Die Behauptung einer angeblichen telefonischen Auskunft durch das iranische Konsulat darüber, dass der Kläger lediglich einen
entsprechenden Antrag stellen müsse, sei nicht bewiesen. Eine rechtsmissbräuchliche Beeinflussung der Aufenthaltsdauer durch
den Kläger im Sinne des §
2 Abs.
1 AsylbLG liege nicht vor. Die Beweislast für Rechtsmissbrauch liege bei der Beklagten (Hinweis auf BSG, Urteil vom 8. Februar 2007 - B 9b AY 1/06 R). Die Entscheidung des Sozialgerichts sei verfahrensfehlerhaft ergangen; angesichts
der grundsätzlichen Bedeutung der Rechtssache hätte nicht durch Gerichtsbescheid entschieden werden können. Das Absehen von
Gründen verletze den Kläger in seinem Grundrecht aus Art.

## ANFORDERUNGEN:
(a) Entnimm der Seite den Abschnitt wortgetreu, beginnend bei "Die Behauptung einer" und endend bei "Grundrecht aus Art.".
(b) Weshalb soll die Entscheidung des Sozialgerichts laut der Seite verfahrensfehlerhaft ergangen sein? Erkläre es in ein bis drei Sätzen.

[Einträge zur Beschriftung von Begrenzungsrahmen]

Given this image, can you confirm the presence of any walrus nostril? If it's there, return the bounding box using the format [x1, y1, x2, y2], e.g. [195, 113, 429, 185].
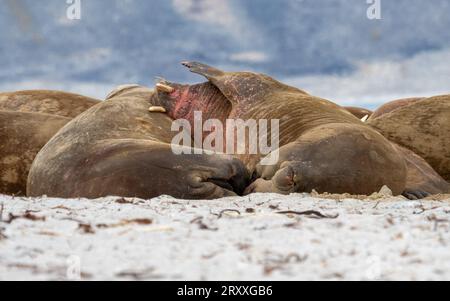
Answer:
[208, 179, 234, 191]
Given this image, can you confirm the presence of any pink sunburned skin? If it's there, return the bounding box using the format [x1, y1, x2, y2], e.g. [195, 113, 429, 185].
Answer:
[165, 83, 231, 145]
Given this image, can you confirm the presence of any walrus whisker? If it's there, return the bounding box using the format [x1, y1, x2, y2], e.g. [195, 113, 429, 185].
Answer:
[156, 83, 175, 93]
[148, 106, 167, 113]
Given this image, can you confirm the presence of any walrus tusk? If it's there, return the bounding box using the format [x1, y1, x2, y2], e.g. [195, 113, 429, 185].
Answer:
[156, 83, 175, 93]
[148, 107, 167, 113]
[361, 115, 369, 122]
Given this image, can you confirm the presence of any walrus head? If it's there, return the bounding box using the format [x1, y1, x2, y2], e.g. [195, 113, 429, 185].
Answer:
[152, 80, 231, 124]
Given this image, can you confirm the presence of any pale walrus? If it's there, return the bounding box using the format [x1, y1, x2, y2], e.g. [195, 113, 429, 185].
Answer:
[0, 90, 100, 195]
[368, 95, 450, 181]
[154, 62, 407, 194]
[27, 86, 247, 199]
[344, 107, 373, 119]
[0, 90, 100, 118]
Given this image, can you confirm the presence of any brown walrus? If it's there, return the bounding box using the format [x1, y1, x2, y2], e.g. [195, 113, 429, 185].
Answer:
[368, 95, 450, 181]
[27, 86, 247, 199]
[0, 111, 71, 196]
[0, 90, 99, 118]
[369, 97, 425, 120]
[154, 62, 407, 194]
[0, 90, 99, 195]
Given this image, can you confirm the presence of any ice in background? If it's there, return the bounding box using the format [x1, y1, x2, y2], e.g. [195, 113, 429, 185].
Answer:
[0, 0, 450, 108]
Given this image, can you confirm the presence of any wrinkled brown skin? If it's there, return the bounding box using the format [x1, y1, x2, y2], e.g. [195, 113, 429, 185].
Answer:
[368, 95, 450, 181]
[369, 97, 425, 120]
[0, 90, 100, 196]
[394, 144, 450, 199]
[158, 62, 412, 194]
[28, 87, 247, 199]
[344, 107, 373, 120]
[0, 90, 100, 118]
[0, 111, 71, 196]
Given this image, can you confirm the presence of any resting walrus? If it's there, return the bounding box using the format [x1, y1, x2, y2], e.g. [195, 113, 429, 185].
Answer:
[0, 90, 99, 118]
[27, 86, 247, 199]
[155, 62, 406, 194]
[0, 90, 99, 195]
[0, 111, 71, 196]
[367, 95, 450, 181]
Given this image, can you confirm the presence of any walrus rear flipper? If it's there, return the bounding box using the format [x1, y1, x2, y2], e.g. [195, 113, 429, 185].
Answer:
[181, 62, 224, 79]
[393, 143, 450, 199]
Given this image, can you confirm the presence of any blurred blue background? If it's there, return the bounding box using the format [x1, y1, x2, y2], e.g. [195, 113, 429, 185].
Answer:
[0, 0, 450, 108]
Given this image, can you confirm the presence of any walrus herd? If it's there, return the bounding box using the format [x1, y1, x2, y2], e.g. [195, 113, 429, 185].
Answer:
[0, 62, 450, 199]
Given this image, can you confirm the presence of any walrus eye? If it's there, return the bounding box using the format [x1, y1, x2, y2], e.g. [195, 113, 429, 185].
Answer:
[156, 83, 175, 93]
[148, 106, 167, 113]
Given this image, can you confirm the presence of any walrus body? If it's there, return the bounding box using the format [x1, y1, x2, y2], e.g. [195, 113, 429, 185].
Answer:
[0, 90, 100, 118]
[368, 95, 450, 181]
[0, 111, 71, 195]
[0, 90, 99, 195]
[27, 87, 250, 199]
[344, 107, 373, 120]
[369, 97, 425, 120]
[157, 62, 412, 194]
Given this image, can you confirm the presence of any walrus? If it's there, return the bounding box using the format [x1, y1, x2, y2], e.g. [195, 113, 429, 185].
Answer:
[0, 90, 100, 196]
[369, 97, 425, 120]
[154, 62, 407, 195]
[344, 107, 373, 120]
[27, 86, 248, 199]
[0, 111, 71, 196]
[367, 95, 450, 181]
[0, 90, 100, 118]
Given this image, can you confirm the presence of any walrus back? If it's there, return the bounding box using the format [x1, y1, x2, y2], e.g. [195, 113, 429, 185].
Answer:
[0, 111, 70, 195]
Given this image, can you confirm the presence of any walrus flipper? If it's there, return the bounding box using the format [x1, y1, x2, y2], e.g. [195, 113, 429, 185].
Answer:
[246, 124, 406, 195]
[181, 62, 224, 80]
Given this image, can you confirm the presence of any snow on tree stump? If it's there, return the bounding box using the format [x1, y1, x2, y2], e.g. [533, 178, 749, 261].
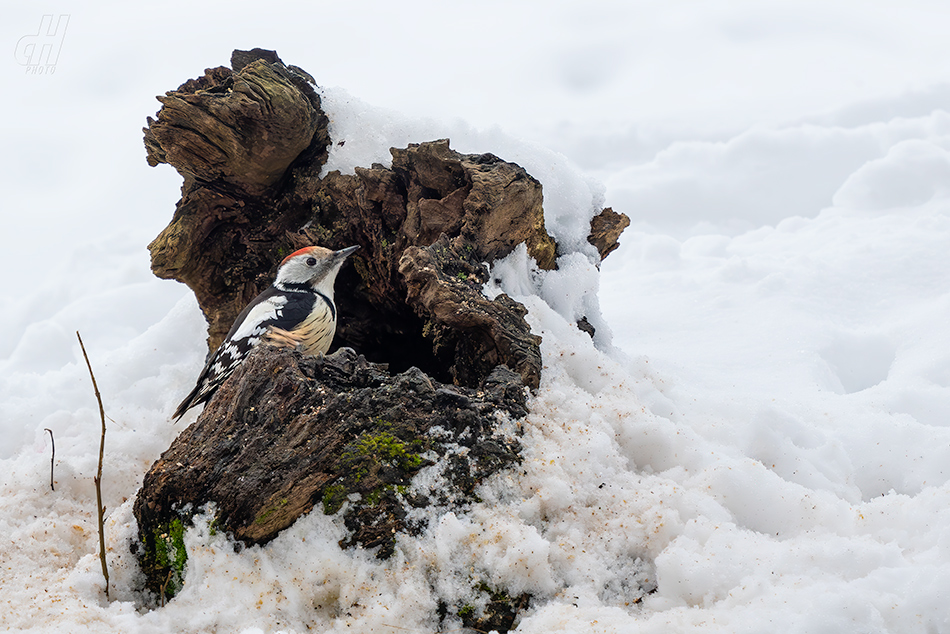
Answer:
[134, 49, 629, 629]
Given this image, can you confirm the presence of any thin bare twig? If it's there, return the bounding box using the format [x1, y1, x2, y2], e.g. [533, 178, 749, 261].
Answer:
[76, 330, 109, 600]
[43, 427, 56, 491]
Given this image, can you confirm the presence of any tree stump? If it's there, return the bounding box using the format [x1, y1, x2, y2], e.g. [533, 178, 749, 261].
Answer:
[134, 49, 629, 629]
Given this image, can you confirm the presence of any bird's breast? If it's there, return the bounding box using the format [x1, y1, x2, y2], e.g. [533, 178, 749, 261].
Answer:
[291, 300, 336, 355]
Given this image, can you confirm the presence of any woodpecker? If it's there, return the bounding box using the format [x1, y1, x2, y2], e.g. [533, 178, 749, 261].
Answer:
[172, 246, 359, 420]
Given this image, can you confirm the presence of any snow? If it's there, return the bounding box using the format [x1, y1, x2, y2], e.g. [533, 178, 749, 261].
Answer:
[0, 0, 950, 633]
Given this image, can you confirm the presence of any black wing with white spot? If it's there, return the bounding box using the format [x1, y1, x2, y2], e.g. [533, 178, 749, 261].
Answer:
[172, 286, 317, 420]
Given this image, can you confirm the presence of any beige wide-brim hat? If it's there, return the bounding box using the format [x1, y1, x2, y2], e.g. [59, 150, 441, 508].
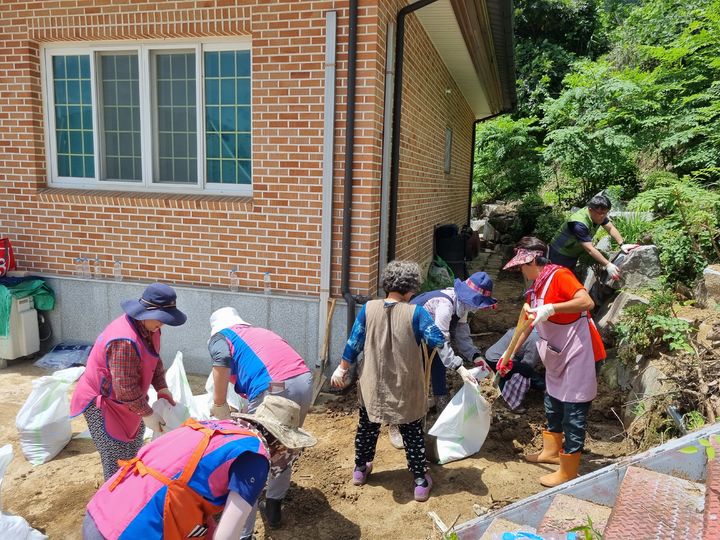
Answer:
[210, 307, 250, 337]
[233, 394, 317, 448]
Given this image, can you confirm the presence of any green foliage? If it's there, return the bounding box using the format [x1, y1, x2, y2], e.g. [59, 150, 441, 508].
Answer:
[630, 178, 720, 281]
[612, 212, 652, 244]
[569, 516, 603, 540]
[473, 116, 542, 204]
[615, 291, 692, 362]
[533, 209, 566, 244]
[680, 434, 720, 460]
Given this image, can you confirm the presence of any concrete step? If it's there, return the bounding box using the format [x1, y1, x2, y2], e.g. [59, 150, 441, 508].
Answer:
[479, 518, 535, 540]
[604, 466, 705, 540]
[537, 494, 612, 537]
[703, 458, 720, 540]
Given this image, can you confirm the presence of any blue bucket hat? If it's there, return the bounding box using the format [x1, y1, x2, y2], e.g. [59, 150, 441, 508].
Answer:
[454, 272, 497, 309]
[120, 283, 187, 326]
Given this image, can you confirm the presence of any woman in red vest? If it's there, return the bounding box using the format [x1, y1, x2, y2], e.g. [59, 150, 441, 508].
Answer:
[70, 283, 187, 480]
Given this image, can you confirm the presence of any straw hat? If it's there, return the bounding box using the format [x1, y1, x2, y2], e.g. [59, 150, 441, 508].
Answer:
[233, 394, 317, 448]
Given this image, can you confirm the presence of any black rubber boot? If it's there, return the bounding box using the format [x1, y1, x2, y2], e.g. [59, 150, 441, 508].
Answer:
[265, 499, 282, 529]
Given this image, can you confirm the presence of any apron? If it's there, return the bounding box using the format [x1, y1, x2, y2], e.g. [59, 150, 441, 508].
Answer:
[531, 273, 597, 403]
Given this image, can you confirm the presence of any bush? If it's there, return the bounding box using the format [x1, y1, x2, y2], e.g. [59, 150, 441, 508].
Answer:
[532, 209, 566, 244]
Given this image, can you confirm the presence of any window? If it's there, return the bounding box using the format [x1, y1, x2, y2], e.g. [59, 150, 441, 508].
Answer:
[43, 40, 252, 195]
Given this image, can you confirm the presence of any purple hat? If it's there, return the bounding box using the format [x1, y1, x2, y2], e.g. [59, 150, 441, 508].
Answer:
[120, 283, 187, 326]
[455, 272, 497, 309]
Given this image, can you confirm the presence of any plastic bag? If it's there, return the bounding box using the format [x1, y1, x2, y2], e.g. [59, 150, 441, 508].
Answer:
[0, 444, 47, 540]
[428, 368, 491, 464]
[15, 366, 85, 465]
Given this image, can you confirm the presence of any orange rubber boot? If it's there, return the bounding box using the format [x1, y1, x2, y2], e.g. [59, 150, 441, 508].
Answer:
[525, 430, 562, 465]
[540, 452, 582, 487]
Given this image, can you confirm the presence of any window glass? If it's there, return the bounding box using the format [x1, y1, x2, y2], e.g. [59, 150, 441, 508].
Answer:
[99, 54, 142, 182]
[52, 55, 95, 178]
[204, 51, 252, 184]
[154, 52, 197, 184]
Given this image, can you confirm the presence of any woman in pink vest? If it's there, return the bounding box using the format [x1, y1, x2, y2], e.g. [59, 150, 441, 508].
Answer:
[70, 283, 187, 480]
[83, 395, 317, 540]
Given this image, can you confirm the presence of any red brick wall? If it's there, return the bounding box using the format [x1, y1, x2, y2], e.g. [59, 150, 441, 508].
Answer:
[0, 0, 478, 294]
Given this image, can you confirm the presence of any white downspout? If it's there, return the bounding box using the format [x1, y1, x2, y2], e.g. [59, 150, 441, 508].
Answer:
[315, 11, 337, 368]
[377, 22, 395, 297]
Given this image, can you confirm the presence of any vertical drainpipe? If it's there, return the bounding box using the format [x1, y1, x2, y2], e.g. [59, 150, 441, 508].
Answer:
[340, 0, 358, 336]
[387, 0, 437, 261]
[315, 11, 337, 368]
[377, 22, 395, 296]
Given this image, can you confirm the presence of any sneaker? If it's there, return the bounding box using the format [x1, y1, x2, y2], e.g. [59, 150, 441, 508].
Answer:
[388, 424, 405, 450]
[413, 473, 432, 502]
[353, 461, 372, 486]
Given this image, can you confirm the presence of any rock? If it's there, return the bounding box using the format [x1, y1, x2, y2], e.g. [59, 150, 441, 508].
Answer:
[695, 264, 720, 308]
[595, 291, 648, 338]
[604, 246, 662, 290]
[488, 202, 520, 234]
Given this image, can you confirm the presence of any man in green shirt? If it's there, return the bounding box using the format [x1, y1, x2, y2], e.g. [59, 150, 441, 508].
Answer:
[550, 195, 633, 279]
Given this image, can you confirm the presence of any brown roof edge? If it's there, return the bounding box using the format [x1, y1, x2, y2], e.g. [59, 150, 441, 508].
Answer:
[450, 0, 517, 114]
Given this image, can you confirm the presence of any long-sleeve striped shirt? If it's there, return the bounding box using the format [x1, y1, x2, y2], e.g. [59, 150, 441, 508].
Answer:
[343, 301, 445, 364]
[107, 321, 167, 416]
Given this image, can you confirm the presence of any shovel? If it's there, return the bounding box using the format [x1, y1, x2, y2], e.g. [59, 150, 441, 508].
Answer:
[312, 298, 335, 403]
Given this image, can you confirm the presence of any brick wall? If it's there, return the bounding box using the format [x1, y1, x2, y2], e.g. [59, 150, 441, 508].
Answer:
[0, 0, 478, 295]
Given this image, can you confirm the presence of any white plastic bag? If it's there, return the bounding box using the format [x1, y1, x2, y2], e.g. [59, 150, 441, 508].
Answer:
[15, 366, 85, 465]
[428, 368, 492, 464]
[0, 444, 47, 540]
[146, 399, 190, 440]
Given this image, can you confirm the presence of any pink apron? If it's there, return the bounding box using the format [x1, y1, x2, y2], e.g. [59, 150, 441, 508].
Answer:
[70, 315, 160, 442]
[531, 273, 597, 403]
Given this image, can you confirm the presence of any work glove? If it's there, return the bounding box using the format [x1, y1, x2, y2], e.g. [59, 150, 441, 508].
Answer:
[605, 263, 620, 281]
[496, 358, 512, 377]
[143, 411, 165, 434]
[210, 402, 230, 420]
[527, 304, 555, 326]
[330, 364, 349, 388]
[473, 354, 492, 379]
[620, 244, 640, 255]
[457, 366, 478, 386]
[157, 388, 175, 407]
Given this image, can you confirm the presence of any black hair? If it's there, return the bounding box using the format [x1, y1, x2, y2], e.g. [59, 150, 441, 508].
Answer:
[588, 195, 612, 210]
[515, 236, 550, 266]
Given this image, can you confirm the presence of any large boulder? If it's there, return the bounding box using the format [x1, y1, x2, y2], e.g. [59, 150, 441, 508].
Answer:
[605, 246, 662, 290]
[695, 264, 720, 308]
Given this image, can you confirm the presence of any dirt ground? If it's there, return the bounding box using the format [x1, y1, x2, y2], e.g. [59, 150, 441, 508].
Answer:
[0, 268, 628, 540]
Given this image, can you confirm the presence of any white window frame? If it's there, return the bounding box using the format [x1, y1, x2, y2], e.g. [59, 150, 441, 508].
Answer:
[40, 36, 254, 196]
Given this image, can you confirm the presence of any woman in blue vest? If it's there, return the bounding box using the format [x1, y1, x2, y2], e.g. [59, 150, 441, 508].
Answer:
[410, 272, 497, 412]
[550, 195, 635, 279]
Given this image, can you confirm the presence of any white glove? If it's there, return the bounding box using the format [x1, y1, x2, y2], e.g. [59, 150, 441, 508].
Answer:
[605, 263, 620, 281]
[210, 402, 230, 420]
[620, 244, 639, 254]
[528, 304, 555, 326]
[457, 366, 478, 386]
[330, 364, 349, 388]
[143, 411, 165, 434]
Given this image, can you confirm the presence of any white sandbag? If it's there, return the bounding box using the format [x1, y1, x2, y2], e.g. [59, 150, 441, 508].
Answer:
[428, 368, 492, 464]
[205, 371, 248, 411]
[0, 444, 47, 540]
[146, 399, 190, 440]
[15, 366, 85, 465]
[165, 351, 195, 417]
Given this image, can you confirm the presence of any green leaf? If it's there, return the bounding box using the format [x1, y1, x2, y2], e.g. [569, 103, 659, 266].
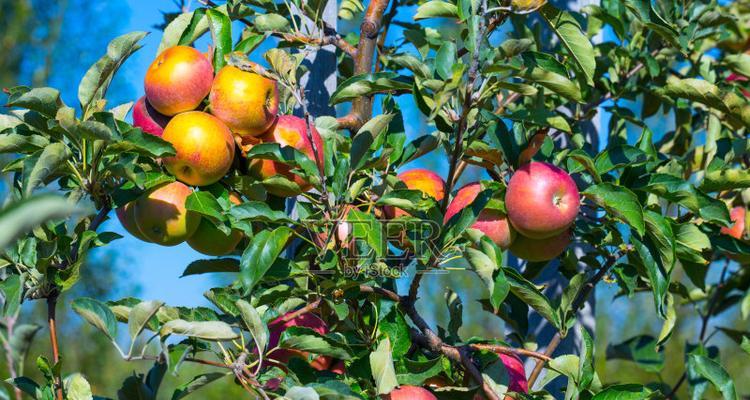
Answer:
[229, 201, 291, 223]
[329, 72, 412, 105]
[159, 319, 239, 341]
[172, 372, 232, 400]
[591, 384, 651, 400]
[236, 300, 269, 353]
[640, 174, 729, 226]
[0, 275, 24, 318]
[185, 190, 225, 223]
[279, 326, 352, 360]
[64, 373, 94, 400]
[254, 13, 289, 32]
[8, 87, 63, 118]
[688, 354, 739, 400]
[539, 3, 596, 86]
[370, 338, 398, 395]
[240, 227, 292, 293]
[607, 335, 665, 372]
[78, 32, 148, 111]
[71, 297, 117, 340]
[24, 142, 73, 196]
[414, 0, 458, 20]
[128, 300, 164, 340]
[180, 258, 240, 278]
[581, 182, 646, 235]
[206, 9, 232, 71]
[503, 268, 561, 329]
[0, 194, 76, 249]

## ANTWORTEN NACHEINANDER:
(a)
Die Behauptung einer angeblichen telefonischen Auskunft durch das iranische Konsulat darüber, dass der Kläger lediglich einen
entsprechenden Antrag stellen müsse, sei nicht bewiesen. Eine rechtsmissbräuchliche Beeinflussung der Aufenthaltsdauer durch
den Kläger im Sinne des §
2 Abs.
1 AsylbLG liege nicht vor. Die Beweislast für Rechtsmissbrauch liege bei der Beklagten (Hinweis auf BSG, Urteil vom 8. Februar 2007 - B 9b AY 1/06 R). Die Entscheidung des Sozialgerichts sei verfahrensfehlerhaft ergangen; angesichts
der grundsätzlichen Bedeutung der Rechtssache hätte nicht durch Gerichtsbescheid entschieden werden können. Das Absehen von
Gründen verletze den Kläger in seinem Grundrecht aus Art.

(b) Die Rechtssache habe grundsätzliche Bedeutung. Deshalb hätte das Sozialgericht nicht durch Gerichtsbescheid entscheiden können.